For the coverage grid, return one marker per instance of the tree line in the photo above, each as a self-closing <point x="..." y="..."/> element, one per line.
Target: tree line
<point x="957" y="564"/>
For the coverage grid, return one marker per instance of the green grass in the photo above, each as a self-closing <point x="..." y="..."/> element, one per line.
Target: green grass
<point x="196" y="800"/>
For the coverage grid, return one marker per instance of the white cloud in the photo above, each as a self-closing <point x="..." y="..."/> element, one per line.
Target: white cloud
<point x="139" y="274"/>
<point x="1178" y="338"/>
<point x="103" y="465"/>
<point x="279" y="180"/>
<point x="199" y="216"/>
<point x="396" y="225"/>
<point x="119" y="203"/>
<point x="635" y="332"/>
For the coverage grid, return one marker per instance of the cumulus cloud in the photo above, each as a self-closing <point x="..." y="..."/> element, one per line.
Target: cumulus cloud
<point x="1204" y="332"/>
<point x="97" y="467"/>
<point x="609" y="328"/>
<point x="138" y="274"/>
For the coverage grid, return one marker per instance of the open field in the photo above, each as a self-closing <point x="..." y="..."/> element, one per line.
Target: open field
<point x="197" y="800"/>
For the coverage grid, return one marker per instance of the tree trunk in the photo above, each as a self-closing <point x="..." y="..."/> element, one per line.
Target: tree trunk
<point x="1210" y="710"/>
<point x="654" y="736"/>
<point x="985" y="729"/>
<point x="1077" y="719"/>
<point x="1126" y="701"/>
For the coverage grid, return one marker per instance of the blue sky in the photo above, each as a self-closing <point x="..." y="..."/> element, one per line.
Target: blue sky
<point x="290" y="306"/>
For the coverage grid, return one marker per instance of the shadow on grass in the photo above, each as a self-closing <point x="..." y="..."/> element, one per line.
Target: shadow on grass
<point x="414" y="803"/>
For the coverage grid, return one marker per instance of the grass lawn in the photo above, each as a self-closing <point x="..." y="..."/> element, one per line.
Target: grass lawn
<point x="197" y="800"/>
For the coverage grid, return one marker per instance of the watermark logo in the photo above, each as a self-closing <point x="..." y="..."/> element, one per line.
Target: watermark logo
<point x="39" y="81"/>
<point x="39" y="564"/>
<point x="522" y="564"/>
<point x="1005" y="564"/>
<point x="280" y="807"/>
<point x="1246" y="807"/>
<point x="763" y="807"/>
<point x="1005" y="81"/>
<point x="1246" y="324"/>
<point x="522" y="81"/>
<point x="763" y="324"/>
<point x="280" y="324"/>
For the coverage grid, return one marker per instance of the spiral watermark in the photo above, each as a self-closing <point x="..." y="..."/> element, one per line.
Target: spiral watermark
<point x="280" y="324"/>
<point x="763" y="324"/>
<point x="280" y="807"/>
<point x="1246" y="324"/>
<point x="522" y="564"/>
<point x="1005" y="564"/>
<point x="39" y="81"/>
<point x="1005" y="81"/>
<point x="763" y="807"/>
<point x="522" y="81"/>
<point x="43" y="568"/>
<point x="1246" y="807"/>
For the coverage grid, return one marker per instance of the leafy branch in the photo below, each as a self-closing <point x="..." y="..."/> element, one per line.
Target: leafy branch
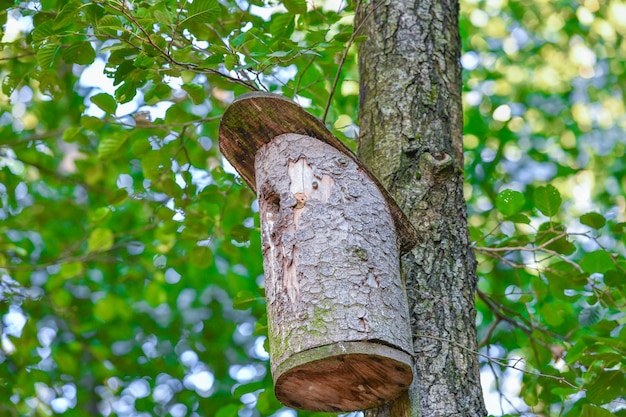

# # # # # # #

State how many lines in the material above contain the string "cumulus". Case counts, and the reply should be the number alone.

2